### YOUR OBJECTIVE
From the records below, return every line containing the word "shown".

### Data extracted from a collection
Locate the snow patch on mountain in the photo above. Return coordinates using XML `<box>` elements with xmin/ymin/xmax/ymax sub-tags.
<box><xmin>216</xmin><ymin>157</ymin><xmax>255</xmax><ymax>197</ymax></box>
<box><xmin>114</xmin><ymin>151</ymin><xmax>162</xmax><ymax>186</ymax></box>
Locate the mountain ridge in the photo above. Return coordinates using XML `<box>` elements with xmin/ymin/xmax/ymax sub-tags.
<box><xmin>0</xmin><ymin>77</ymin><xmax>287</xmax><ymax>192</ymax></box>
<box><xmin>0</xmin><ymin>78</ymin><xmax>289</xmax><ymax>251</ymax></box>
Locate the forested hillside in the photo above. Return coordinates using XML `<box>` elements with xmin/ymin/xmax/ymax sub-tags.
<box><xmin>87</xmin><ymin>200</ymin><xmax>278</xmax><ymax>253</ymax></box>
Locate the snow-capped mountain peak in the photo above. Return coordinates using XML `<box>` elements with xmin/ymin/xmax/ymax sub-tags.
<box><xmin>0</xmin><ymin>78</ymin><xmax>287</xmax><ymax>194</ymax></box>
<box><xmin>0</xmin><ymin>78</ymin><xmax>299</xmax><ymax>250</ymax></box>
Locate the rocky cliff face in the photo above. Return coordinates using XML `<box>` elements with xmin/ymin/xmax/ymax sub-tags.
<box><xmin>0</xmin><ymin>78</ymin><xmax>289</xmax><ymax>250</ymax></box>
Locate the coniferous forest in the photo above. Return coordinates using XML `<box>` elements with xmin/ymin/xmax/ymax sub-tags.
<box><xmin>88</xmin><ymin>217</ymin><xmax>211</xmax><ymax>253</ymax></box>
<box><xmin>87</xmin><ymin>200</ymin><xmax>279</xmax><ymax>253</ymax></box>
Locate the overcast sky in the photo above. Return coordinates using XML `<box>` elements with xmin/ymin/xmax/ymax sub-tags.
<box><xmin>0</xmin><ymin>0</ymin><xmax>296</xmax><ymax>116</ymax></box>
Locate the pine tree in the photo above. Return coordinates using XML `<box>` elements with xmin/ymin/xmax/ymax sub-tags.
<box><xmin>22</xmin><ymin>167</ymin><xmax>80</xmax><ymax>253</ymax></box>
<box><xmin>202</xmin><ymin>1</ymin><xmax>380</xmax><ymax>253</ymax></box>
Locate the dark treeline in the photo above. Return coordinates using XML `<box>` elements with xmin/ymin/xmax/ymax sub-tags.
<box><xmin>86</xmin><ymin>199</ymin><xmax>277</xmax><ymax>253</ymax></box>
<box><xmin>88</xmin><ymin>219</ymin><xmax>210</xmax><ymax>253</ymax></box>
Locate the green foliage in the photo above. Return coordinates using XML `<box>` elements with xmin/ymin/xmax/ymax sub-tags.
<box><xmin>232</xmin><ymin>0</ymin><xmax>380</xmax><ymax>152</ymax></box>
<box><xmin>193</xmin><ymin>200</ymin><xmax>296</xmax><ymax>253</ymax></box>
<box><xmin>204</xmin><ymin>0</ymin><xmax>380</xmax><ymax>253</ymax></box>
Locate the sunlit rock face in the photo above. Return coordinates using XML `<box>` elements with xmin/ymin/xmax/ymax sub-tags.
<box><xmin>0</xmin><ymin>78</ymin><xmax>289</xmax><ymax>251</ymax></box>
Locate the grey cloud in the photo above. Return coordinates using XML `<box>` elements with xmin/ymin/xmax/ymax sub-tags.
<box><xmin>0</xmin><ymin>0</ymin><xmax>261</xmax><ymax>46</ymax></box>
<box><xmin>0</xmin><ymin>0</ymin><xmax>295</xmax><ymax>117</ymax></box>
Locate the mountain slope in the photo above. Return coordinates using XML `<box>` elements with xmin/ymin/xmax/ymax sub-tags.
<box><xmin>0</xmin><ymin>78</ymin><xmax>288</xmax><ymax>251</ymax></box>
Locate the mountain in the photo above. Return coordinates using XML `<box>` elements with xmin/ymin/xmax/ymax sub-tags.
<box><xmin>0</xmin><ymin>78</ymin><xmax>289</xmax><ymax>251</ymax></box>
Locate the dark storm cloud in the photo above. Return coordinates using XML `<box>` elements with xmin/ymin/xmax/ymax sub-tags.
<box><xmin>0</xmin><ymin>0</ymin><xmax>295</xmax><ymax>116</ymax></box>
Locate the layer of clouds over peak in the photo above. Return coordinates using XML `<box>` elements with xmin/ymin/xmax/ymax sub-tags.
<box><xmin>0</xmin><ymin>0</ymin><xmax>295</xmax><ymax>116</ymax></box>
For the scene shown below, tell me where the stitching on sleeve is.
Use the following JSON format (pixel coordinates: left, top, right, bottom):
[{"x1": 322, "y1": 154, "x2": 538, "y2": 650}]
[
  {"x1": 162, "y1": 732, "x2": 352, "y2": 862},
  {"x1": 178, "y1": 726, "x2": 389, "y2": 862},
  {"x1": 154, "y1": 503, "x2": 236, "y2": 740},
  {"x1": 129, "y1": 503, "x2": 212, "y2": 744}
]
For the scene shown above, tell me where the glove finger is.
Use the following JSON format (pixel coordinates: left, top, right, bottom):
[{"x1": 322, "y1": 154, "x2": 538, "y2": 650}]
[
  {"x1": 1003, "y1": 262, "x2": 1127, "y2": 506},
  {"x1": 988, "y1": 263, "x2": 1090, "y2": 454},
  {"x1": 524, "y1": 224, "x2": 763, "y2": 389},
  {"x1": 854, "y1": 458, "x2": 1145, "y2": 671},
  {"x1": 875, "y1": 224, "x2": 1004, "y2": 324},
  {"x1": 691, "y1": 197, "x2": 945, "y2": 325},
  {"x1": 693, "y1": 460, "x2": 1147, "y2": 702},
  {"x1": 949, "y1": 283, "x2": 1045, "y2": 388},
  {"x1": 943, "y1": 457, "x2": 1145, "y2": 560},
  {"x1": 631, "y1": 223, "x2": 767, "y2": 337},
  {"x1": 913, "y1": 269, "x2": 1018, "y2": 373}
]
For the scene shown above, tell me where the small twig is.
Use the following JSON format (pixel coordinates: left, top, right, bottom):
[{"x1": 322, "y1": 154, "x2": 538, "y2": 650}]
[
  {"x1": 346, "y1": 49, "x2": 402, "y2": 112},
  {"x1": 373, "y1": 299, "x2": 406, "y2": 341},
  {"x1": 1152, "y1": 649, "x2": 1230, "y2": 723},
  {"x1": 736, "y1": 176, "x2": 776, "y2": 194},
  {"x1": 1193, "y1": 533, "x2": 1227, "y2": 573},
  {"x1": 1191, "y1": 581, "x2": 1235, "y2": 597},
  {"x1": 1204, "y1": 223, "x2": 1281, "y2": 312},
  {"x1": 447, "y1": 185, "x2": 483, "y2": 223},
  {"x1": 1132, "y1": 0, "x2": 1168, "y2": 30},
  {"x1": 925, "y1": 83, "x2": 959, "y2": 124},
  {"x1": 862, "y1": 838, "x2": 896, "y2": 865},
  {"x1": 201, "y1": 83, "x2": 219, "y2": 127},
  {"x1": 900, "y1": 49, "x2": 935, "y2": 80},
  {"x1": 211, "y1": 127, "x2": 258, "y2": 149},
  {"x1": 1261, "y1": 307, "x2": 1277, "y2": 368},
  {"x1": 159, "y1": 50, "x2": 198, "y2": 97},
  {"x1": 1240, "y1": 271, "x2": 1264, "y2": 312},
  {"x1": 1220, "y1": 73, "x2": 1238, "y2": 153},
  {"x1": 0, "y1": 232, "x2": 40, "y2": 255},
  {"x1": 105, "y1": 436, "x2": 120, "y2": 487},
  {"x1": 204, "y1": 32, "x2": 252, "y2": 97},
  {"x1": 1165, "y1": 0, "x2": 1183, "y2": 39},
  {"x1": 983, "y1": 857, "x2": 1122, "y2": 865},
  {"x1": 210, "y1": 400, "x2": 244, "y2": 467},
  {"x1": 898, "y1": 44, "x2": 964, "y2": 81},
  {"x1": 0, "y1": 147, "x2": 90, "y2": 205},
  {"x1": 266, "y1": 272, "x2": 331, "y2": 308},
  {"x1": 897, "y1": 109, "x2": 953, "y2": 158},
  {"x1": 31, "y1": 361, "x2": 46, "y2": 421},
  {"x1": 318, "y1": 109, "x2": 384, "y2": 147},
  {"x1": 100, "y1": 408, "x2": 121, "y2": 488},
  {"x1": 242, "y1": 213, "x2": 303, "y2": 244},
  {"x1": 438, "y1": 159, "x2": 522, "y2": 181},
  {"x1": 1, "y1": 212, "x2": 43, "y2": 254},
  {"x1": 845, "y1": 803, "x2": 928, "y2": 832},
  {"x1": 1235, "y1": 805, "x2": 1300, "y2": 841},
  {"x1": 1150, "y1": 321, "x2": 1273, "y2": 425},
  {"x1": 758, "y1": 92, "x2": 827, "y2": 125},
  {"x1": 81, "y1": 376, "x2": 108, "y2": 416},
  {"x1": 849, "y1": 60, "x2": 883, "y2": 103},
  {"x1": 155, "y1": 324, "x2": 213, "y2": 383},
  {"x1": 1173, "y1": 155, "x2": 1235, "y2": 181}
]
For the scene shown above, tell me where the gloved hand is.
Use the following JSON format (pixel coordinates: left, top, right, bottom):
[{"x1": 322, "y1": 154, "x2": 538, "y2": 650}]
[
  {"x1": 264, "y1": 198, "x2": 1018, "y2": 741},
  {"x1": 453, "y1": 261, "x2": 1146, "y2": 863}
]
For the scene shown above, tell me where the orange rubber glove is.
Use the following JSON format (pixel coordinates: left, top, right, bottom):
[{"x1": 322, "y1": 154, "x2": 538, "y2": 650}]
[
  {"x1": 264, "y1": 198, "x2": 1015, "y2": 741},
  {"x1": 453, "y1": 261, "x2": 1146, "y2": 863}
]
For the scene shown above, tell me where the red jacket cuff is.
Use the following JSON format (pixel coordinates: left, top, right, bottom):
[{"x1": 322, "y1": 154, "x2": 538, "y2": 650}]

### EXERCISE RESULT
For the scene shown below, tell me where the stitching on sleeve is.
For the scene shown above, tell me where the glove finger is.
For the scene shown above, tell me where the small twig is.
For the scene shown above, tell me where the gloved hand is.
For the scene shown above, tell me where the orange rubber glove is.
For the scene shown above, tell me where the red jacket cuff is.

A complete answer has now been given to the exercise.